* Document source:

**********

Non. Nous n’avons pas modifié la stratégie initiée par le fondateur. Depuis le 1er août 1945, et selon les vœux de celui qui, ne laissant pas d’enfants, a voulu cette fondation, le but premier est le même: assurer la pérennité du groupe Rolex. Et d’ailleurs, il est important de souligner que, sans elle, Rolex n’existerait plus depuis longtemps.
Il n’empêche. La discrétion était de mise. Ce n’est plus, ou moins, le cas.
Il est vrai que nous avons modifié notre information. Auparavant, la Fondation souhaitait garder l’anonymat et demandait cette discrétion aux institutions bénéficiaires. L’idée était que nous n’avions pas, parce que nous détenons des moyens financiers, à nous mettre en avant. La volonté du fondateur était en deuxième lieu d’assurer une mission d’utilité publique dans les domaines les plus variés, social surtout, mais aussi culturel, éducatif, sportif (sans toutefois se substituer aux obligations de l’Etat). Dans ce domaine, nous avons constaté depuis quelque temps que certains (les autorités de la Ville en particulier) avaient tendance à s’approprier la réalisation de projets accomplis avec notre soutien, sans même mentionner l’apport d’un donateur privé. Ce n’est pas juste. Il n’est pas normal de cacher ce que nous apportons. Donc, nous le disons.
Comment fonctionnez-vous?
Quand je suis arrivé à la présidence, en 1991, nous recevions 80 dossiers par an. Nous en traitons aujourd’hui 1500 que nous examinons avec Serge Bednarczyk, secrétaire général, et quatre employées. Des plus petits à ceux qui demandent plusieurs dizaines de millions de francs. Il n’y a pas de normes. Le nombre de ces dossiers ne cesse d’augmenter, malheureusement pas toujours en qualité. Nous devons en refuser plus qu’avant. A l’exception de l’aide aux animaux, nous n’apportons de soutien financier qu’à Genève.
Comment choisissez-vous les personnes, institutions, projets que vous voulez soutenir?

**********

Extrait d'un fichier de données:
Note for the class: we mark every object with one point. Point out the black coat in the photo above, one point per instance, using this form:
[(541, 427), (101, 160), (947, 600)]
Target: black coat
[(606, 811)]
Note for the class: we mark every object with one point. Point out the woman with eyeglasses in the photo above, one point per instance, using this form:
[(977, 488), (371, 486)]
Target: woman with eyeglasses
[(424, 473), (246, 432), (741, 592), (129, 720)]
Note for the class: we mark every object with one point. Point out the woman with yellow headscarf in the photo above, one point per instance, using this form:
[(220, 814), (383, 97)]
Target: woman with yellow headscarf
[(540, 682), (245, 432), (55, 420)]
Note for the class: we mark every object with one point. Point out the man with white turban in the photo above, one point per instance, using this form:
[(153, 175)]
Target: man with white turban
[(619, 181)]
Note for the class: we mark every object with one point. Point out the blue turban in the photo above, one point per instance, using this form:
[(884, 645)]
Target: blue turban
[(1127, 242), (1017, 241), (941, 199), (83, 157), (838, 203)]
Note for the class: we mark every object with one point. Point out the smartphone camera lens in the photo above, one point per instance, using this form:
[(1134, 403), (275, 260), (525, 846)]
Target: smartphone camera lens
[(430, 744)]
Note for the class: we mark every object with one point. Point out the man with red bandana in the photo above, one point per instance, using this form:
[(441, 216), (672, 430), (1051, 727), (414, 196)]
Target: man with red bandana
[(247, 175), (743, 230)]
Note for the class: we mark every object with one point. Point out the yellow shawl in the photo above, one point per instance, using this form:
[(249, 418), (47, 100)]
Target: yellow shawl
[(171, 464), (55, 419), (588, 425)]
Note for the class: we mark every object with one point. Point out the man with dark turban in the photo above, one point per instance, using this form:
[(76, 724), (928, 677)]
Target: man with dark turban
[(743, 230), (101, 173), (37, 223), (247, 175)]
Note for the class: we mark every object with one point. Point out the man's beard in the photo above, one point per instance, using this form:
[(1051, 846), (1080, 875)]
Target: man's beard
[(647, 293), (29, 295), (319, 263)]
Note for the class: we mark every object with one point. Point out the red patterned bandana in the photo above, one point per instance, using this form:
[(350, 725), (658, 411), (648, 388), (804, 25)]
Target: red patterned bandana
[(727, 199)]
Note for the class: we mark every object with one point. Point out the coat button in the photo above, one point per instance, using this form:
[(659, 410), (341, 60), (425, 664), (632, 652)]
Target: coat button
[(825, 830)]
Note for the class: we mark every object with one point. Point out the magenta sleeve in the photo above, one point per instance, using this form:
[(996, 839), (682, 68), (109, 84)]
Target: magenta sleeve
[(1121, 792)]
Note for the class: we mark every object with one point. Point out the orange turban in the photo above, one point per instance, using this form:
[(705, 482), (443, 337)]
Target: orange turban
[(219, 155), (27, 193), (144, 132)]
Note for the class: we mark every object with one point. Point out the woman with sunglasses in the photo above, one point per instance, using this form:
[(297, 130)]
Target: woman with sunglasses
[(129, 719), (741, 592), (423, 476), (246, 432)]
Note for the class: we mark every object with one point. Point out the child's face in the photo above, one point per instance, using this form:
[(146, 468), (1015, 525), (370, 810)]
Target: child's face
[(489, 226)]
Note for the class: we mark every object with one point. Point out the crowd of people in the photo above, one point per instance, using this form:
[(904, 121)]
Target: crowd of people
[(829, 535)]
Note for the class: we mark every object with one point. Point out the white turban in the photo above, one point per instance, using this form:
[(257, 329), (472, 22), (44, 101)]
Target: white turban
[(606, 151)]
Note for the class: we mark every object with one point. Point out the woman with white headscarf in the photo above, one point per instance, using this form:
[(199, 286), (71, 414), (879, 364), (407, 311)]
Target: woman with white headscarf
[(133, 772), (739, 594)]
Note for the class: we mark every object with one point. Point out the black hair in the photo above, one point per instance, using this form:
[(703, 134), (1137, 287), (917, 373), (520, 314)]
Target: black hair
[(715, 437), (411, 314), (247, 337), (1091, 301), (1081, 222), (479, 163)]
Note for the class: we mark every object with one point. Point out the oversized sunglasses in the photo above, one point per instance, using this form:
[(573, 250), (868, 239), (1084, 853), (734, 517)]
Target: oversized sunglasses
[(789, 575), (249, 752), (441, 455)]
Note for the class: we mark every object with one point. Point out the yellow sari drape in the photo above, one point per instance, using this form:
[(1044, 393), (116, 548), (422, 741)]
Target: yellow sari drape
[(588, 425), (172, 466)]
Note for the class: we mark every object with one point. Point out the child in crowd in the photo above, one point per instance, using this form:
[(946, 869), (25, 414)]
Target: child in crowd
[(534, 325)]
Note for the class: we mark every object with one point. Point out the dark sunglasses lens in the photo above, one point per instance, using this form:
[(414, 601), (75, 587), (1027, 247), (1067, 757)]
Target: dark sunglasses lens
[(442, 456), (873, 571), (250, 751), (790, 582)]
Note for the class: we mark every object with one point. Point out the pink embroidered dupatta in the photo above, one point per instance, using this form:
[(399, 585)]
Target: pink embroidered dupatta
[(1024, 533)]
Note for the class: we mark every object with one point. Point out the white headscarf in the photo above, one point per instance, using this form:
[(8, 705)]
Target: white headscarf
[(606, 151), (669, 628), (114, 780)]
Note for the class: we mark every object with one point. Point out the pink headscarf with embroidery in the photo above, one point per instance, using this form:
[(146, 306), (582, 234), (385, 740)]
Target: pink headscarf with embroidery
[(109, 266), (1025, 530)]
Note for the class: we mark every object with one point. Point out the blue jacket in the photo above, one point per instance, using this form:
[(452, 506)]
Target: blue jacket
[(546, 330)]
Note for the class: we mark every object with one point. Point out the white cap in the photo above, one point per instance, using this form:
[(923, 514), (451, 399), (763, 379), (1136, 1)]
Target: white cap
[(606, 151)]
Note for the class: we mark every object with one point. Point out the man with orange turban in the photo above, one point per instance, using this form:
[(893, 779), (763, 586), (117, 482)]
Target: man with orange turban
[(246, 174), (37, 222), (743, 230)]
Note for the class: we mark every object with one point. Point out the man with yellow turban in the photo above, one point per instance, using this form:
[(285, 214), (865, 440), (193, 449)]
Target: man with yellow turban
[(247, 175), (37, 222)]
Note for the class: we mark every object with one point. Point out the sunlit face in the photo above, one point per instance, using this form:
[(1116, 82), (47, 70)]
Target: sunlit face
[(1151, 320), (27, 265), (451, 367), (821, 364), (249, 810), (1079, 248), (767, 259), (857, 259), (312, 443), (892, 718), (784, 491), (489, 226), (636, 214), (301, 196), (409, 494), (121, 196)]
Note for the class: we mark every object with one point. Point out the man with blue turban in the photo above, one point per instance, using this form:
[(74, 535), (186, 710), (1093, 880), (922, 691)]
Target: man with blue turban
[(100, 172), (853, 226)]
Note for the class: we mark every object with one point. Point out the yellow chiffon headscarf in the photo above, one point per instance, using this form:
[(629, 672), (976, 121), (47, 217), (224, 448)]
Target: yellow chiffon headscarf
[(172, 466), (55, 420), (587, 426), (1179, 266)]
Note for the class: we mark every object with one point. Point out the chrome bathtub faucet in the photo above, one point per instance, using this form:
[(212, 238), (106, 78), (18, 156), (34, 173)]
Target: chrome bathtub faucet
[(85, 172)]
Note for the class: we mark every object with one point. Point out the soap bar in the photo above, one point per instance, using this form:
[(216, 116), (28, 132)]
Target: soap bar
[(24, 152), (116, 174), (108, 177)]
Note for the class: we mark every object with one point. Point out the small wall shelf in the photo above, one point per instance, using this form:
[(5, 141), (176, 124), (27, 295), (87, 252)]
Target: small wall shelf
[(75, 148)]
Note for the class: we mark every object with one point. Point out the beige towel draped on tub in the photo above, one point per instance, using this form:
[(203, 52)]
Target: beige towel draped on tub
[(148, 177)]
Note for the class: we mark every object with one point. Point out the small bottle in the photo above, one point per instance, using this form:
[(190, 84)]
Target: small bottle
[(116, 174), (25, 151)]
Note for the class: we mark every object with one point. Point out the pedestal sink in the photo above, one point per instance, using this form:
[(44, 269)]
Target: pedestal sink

**********

* Consigne: D'après le document source, dans quels domaines le fondateur voulait-il que la Fondation assure une mission d'utilité publique ? Donnez-les tous.

* Solution proposée: Social, culturel, éducatif et sportif.